Work item A:
Please quote the text on the Parkinson's spiral-drawing test word for word, beginning at the words "The test participants" and stopping after "symptoms of the illness.".
Work item B:
Continue the text on the Parkinson's spiral-drawing test from the point where it ends.

An engineering research team from RMIT University in Australia tested a new device on 62 people diagnosed with Parkinson’s disease. 

The test participants were required to draw a spiral with the help of pen, paper and a large drawing tablet. The customized software developed by the team recorded their drawings and processed the data in real time. 

Half of the patients were affected by the disease to varying degrees, while the other half showed no symptoms of the illness. 

“We could differentiate between the patients and the healthy people by their drawings. We could also differentiate between people at different levels of severity of the disease. The spiral is a unique sketch, which allows measuring their speed, coordination and motor control,” Dr. Dinesh Kumar, a professor with the School of Engineering at RMIT University, Australia, told Sputnik.

The tool was able to determine the severity of the patients’ condition with a 93 percent accuracy rate.

Excerpted data:
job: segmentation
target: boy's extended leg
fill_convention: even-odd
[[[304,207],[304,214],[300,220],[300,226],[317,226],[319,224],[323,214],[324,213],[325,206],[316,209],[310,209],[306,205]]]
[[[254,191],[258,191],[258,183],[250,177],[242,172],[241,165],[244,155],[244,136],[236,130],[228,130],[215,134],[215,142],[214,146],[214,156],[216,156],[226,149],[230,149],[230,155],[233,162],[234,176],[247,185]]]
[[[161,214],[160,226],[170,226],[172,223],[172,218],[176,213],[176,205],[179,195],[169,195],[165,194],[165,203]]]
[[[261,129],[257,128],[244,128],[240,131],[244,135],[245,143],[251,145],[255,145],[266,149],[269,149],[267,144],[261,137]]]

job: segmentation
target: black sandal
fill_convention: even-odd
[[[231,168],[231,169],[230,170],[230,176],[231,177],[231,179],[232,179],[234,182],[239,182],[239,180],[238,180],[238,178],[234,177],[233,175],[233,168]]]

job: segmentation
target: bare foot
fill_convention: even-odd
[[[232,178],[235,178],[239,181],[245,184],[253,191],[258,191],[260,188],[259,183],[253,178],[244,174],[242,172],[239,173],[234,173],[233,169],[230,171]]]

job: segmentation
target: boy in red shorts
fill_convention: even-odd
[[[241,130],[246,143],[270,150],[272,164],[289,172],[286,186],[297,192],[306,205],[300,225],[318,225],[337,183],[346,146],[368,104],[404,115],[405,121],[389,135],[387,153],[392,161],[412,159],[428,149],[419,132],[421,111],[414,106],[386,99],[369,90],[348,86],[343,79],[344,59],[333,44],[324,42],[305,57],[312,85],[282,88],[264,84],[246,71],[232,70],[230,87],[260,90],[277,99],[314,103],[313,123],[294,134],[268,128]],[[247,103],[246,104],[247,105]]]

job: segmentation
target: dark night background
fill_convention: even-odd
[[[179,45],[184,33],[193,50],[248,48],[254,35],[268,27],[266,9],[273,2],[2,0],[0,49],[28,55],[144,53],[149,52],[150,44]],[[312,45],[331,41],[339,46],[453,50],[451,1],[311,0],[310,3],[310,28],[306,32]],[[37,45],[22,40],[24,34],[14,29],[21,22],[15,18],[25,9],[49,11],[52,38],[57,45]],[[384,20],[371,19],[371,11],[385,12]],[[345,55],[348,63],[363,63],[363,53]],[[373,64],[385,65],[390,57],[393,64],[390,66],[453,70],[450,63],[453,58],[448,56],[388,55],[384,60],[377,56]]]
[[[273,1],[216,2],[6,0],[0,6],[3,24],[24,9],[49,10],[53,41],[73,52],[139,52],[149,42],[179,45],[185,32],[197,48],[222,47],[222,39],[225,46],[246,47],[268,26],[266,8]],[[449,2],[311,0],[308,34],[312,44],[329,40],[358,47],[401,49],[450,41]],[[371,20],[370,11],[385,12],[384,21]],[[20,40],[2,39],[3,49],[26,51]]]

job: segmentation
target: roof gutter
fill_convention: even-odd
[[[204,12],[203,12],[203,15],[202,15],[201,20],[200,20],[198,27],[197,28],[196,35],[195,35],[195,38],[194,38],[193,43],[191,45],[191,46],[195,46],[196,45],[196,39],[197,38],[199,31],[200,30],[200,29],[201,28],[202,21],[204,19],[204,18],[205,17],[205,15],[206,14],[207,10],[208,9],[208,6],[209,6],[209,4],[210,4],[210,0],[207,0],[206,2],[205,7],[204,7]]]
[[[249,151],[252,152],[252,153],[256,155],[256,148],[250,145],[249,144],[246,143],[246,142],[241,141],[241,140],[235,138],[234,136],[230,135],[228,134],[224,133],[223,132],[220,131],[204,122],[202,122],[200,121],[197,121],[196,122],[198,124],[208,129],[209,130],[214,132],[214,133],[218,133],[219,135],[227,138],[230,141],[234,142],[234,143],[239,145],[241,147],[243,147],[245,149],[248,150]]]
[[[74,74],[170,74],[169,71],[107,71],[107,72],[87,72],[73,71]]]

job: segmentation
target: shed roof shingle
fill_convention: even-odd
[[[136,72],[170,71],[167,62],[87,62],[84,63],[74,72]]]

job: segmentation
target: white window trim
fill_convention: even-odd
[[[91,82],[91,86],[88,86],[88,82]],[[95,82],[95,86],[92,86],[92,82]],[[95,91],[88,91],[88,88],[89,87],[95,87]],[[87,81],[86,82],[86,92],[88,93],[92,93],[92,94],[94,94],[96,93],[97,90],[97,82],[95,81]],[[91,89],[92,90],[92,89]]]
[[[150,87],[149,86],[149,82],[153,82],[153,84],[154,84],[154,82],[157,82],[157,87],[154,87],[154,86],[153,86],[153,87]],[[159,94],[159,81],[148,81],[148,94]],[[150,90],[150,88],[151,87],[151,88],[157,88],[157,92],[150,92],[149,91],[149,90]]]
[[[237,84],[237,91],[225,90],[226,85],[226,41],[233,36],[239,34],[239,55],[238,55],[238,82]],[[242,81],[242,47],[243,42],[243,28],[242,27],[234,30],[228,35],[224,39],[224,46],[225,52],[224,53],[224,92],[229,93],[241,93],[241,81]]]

Answer space A:
The test participants were required to draw a spiral with the help of pen, paper and a large drawing tablet. The customized software developed by the team recorded their drawings and processed the data in real time. 

Half of the patients were affected by the disease to varying degrees, while the other half showed no symptoms of the illness.

Answer space B:
Talking about how this tool could benefit people, the professor said that he hopes that in the near future this device would be available at any regular GP’s office and anyone who comes in for their checkups, and are above the age of 45, could easily get tested for Parkinson’s just by drawing a spiral. It could be extremely useful for early detection of the terrible disease.

“If you start the treatment at early stages the real bad symptoms may never come,” Kumar said.

He further spoke about how this new tool could help in “managing the disease” in a way that the patients do not suffer as they do currently.

“If you can perform a diagnosis 10 years ahead of time, we might be able to extend their good life for a couple of decades and that is going to be very good,” Kumar said.

Over 10 million people worldwide suffer from Parkinson’s disease. The cause of the disease is generally unknown, and the condition is presently incurable.